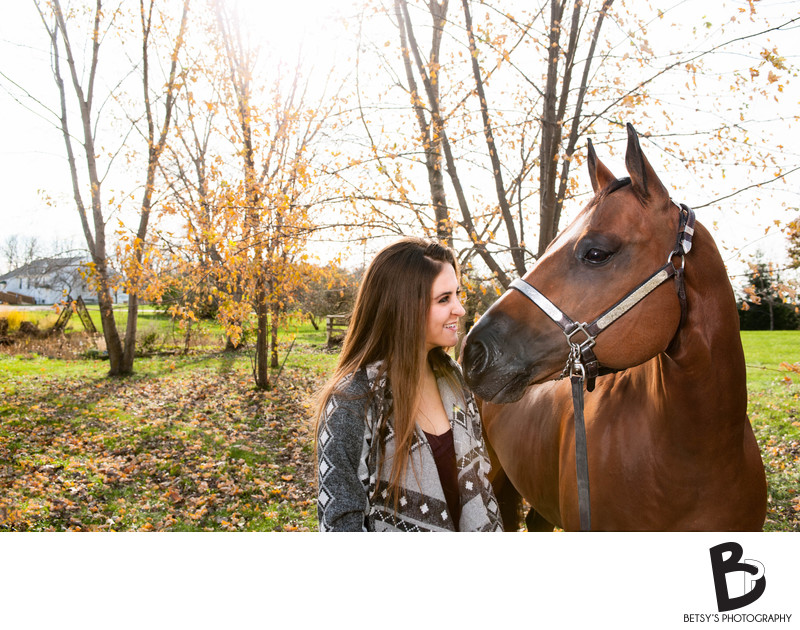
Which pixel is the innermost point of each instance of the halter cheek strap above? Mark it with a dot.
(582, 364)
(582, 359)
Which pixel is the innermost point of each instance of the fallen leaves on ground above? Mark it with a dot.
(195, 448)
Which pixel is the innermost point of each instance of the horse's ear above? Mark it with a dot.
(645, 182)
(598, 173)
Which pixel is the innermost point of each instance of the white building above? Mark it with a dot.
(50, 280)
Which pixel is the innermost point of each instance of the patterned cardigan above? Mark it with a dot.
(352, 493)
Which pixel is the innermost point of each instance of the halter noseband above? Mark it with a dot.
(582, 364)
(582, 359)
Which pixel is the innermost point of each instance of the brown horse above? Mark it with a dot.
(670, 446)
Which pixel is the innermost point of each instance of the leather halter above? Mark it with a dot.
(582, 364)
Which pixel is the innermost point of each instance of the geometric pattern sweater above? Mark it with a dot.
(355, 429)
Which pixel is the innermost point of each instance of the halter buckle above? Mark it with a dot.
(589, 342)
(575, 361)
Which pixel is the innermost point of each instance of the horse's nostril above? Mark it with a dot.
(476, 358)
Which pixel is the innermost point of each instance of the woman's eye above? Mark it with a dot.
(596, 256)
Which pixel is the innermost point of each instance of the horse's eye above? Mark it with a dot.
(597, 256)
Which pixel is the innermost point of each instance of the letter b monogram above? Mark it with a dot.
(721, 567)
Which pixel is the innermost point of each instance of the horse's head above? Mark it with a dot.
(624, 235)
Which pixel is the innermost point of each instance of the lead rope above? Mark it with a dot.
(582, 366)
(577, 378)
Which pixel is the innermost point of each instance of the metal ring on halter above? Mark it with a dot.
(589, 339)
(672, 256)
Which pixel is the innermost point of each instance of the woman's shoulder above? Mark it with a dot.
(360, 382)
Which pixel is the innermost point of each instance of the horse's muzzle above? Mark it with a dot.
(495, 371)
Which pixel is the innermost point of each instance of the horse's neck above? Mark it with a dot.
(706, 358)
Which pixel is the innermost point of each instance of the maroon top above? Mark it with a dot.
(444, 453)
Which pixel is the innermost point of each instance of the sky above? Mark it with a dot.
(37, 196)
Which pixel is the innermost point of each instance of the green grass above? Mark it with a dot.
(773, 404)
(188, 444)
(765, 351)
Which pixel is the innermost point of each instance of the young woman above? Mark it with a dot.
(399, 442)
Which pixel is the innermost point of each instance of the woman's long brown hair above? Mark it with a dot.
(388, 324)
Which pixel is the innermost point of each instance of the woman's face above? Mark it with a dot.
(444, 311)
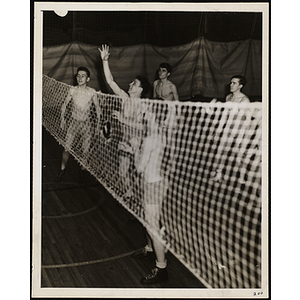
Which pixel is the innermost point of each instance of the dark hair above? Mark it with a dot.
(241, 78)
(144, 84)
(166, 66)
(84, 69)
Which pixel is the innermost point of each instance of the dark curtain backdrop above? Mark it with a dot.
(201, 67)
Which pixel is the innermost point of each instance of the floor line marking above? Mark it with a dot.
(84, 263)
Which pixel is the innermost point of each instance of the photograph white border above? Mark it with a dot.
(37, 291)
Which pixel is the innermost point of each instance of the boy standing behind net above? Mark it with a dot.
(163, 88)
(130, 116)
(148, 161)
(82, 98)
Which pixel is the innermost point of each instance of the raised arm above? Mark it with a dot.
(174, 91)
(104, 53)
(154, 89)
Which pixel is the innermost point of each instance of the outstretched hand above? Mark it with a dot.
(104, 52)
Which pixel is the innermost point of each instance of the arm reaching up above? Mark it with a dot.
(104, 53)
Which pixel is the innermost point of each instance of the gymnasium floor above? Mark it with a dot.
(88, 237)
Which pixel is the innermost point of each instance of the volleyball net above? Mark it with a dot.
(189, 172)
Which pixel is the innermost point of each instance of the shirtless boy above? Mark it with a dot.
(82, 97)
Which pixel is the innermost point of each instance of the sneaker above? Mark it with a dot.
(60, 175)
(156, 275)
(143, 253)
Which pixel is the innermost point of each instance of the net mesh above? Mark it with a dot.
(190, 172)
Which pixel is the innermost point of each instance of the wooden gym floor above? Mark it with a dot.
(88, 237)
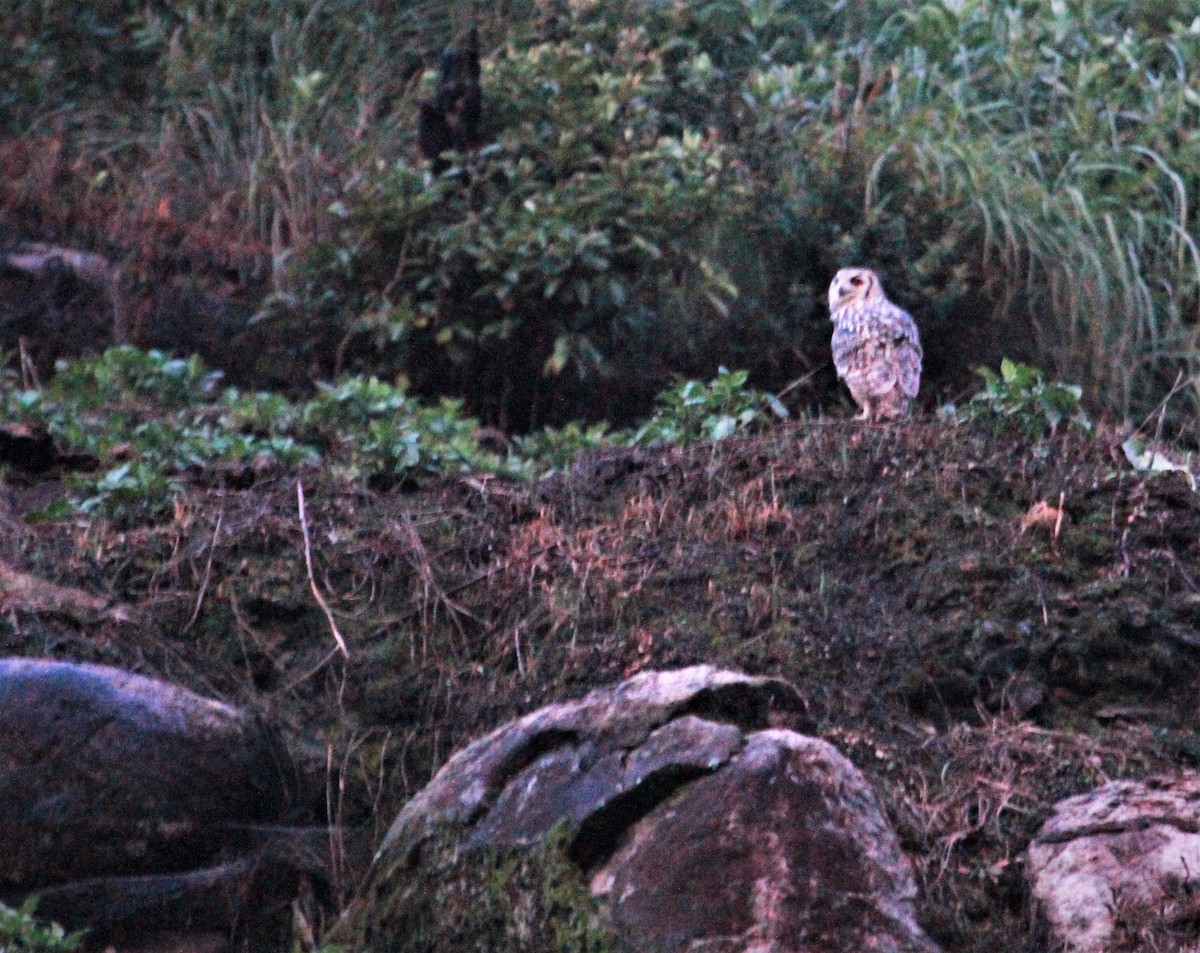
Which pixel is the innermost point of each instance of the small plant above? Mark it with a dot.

(Directions)
Begin at the line that has "gym floor above? Mark it with a dot." and stop at the end of the material. Write those lines out again, requests included, shifting every coordinate in the marked points up by 32, and leave out the pictures.

(Task answer)
Which pixel is the innermost point of each instance of the wooden gym floor above? Mark it with a dot.
(120, 269)
Which pixel is the innermost point of each instance of the small plant above? Mark it with a dot.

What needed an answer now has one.